> _SHORT TASK_:
Reproduce the part of the data that opens with the line containing "point: ceiling -- for" and closes with the line containing "column 307, row 75", including both of those lines and nothing else, character for character.

> _RAW RECORDS_:
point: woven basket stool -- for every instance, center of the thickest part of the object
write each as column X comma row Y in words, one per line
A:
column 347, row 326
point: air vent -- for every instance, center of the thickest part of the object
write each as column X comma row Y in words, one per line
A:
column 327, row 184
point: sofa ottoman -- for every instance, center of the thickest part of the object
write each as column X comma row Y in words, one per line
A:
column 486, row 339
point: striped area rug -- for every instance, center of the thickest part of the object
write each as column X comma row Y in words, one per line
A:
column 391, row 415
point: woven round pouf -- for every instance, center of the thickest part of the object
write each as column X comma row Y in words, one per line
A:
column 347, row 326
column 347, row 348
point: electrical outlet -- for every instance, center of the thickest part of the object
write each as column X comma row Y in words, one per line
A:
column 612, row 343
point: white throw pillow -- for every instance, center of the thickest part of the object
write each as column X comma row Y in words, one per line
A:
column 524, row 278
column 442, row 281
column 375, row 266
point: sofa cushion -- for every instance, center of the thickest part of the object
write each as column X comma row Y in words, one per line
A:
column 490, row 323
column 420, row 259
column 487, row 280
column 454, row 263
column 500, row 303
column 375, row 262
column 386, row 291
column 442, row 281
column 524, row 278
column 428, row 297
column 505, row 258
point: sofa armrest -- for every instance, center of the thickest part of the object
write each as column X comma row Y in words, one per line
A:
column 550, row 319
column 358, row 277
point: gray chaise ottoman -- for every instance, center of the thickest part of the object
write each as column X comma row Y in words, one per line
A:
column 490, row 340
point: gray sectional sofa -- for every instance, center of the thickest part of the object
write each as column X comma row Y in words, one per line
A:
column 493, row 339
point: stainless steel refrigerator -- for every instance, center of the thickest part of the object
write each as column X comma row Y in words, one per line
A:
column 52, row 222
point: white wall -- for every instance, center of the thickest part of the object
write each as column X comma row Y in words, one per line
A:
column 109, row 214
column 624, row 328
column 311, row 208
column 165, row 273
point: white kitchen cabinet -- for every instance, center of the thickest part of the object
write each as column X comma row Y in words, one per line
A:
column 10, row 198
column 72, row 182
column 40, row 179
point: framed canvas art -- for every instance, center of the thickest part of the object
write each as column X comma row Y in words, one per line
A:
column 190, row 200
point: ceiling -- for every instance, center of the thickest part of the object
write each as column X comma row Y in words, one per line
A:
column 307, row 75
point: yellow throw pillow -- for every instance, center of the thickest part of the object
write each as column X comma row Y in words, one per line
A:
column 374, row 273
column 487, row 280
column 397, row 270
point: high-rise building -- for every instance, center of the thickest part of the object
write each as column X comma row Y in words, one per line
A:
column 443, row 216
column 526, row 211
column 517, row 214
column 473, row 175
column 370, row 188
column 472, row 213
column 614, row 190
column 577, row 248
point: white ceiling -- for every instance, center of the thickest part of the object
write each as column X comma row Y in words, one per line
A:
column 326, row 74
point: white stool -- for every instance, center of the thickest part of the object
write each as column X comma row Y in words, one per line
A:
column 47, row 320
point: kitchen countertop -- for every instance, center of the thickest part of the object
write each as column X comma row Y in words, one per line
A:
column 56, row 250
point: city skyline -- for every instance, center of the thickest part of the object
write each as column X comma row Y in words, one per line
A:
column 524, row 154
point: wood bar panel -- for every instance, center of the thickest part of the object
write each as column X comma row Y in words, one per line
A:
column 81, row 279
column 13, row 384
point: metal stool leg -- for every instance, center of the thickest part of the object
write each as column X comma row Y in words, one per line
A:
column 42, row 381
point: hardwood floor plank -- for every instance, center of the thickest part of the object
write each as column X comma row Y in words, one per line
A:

> _EXERCISE ANSWER_:
point: ceiling -- for every instance, center of the thickest part of the object
write each as column X comma row Y in words, one per line
A:
column 307, row 75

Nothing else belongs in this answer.